◆ Prompt A ◆
Pull out each line of the records that contains the string "blue", matching case exactly.

◆ Source document ◆
┌──

Trick 'r Treat
Writer/Director: Michael Dougherty
Starring: Brian Cox, Dylan Baker, Anna Paquin, Agent Ballard from "Dollhouse"
First – a little background information. Dougherty, best known as the screenwriter for X-Men 2, directed Trick ‘r Treat three years ago, and the film has since undergone a hellacious distribution process. Originally scheduled for a 2007 release and continually pushed back by Warner Bros., the studio finally decided not to give the film a theatrical release and opted instead for a DVD/Blu-ray/On Demand release date of October 6th, 2009. I just finished a theatrical screening of Trick ‘r Treat in Los Angeles, and Dougherty was on hand for a question and answer session afterwards.
Trick ‘r Treat might be the best Halloween film of all time. Before all of you John Carpenter fans come roaring into the comments section, let me explain. Carpenter’s iconic film, as Dougherty said in the Q&A tonight, “could have been set on Valentine’s Day.” The Halloween setting aided in the fear and horror elements ofHalloween, sure – but Trick ‘r Treat devotes the entire film to establishing the rules of Halloween and punishing those who break them. In a series of four connected stories, Dougherty and his team have crafted a Halloween tale for the ages, an instant classic that will become an October mainstay for years to come.

└──

◆ Given data ◆
┌──

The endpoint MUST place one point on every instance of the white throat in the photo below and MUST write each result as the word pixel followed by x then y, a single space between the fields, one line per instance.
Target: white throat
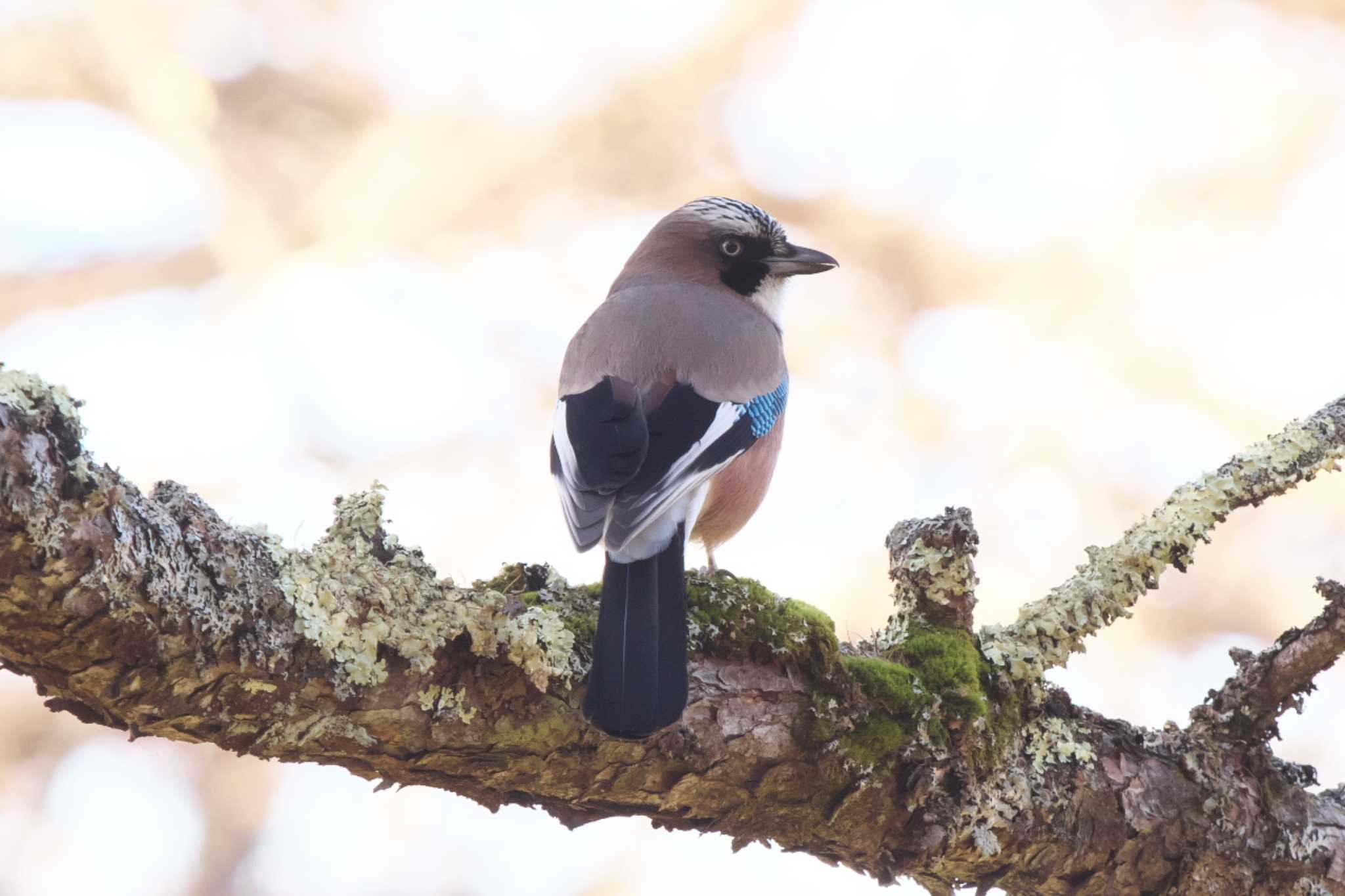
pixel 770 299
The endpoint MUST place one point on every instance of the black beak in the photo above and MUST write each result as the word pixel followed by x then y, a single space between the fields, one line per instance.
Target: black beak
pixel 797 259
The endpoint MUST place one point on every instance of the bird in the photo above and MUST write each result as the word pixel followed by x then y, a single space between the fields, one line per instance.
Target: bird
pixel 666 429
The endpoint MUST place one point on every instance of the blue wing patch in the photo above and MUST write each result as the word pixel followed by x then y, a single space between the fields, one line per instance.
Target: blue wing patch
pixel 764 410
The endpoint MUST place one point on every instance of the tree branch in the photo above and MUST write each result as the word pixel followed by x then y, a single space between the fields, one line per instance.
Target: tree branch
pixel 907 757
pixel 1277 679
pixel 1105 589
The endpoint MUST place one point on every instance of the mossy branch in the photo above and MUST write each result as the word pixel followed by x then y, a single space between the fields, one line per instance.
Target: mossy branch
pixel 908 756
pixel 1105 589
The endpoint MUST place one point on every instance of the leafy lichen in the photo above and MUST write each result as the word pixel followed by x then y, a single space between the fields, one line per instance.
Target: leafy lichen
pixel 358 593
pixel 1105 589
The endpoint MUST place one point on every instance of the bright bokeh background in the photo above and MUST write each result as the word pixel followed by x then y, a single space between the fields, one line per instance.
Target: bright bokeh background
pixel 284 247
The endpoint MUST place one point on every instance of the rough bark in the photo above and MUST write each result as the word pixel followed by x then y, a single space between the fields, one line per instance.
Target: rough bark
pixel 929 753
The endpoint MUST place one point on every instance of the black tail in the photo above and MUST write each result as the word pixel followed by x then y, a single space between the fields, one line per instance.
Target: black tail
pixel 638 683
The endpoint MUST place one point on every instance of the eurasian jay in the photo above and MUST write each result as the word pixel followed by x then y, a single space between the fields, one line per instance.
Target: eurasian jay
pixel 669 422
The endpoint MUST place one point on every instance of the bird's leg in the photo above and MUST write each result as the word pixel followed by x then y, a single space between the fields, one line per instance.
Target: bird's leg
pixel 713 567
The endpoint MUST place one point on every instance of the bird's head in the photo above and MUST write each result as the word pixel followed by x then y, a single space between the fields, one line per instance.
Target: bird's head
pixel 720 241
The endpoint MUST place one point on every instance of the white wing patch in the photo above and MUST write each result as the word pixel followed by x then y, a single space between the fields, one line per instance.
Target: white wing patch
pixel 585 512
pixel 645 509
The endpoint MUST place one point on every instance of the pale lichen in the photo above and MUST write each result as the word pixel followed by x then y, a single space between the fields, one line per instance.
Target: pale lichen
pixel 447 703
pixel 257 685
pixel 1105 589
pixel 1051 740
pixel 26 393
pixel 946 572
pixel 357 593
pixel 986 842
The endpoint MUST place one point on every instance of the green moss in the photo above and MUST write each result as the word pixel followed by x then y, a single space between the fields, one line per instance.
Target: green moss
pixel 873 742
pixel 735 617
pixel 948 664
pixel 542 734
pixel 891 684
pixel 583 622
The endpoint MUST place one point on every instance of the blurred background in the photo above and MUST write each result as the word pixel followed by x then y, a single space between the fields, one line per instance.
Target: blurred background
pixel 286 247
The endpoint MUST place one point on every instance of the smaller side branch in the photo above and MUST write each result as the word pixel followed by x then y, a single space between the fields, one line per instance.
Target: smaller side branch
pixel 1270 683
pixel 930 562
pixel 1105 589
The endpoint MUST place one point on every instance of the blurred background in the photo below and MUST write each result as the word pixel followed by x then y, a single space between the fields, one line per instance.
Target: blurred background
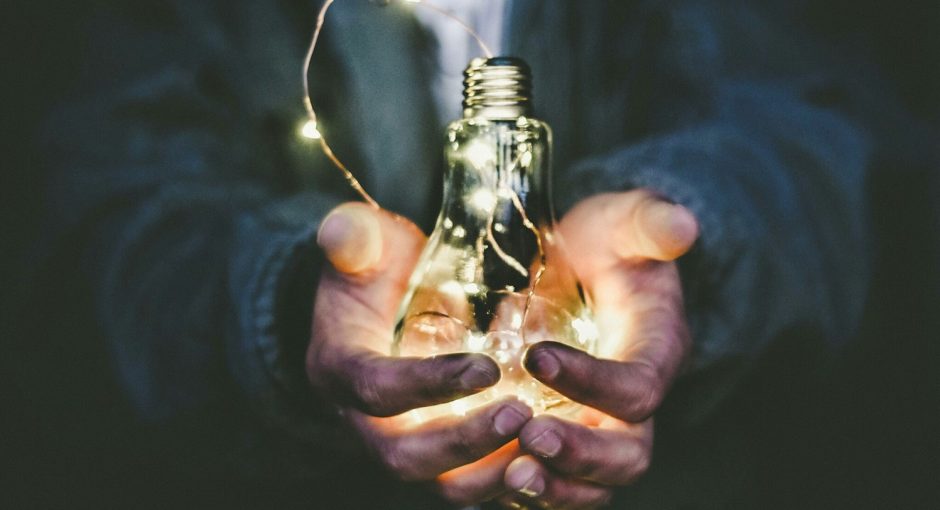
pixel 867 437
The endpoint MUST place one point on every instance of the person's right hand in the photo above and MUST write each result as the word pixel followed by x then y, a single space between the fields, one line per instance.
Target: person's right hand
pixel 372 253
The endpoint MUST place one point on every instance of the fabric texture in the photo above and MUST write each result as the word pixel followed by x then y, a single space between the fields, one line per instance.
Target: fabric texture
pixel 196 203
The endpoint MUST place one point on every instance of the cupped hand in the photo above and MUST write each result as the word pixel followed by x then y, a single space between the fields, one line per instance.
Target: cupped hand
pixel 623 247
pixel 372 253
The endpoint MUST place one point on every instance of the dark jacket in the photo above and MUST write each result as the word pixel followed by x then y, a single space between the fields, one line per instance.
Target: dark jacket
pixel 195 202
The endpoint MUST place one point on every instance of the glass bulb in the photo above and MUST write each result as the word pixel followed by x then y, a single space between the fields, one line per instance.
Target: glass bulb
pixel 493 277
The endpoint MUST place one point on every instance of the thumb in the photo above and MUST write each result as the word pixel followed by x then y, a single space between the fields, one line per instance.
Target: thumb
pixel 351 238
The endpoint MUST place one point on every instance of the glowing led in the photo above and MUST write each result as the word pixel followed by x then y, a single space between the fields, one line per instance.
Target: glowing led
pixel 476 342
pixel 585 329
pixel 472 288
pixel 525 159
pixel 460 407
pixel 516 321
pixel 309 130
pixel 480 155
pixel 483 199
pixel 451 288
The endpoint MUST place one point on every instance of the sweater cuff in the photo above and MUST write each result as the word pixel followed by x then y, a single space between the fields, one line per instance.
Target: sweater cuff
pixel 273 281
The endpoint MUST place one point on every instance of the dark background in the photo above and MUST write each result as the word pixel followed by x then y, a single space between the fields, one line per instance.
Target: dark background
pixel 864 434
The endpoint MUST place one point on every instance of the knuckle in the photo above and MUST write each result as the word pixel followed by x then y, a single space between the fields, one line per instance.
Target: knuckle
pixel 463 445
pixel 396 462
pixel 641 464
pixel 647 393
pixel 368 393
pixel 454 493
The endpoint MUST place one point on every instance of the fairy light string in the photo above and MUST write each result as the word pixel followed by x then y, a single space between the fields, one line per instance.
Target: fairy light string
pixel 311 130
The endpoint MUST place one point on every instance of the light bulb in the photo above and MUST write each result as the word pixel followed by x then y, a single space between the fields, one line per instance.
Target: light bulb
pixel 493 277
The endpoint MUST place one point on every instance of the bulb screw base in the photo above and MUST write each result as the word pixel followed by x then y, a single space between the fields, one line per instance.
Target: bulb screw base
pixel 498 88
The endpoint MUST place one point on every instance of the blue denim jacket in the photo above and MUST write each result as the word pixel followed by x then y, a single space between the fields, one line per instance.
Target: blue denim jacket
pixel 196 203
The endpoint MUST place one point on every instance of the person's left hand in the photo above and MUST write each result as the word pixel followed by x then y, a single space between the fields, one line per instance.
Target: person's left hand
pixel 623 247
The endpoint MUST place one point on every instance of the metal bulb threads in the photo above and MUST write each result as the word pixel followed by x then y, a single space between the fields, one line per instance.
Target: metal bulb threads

└──

◆ Prompt B ◆
Continue the Trick 'r Treat review from the end of its last sentence.

◆ Expected answer A ◆
The endpoint MUST place one point on every instance of the blue wing patch in the photo above and MUST write each result as the word pixel followed by x then y, a single space between the fields, one line per instance.
Target: blue wing patch
The endpoint MUST place one point on every instance of the blue denim jacket in the photo above and MUST write each result as the word pixel followed by x then y, a single space between the fields, one line per instance.
Target: blue denim jacket

◆ Expected answer B ◆
Can Trick ‘r Treat be called a legitimately great movie? I don’t think so. If we’re judging it on whether or not it achieved what it set out to accomplish, then it should receive unanimous 10/10 reviews. To look at the movie as anything more than a fun Halloween film isn’t quite as appealing. It almost feels like we’ve heard these stories before, which is a testament to relatable writing: praise-worthy on occasion, but ultimately detrimental in this case. The film’s tone and execution were near perfect; unfortunately the plot elements are kind of average if you look at each story individually. I’m not going to recap what happens or ruin it for those who haven’t seen it yet, but suffice it to say that this film pales in comparison to this year’s Drag Me To Hell in ramping up suspense and holding it until the breaking point.
Don’t get me wrong: I really dug this movie. I appreciate its tone, style, and the balls it took writer/director Mike Dougherty to make a movie like this and fight the system to get it released. I saw it in early October with a crowded room full of horror fans, and we all cheered at the right times and had a great time watching it. It was a great movie-going experience. I hope more films like this are made, and I recommend that every horror fan see this movie. I’m just trying to quell some of the ultra-hype that’s surrounding it so you don’t go in with incredibly high expectations and come out slightly disappointed.
The cast was great (especially Dylan Baker – why doesn’t he get more work?), the cinematography perfectly achieved the tone they were shooting for (over-the-top dark comedy), and the score was pretty solid, as well. The editing was awesome, complete with comic book influences in the opening credits and the occasional comic panel on screen to let us know where we are during the course of this crazy Halloween night.
The movie works on multiple levels – for those who haven’t seen many horror films, it has enough suspense, jump scares, nudity, and violence to keep you interested. For the horror connoisseurs among you, you’ll appreciate the tongue-in-cheek manner in which Dougherty approaches the material and toys with your expectations of certain genre elements.
Support this movie any way you can – it’s the only way we’re going to see more like it in the years to come. Get the DVD/Blu-ray, invite your friends over, and have a Trick ‘r Treat party at your place. Spread the word. I almost guarantee you’ll have a great time with it. Just don’t quite expect a 10/10. Until next time...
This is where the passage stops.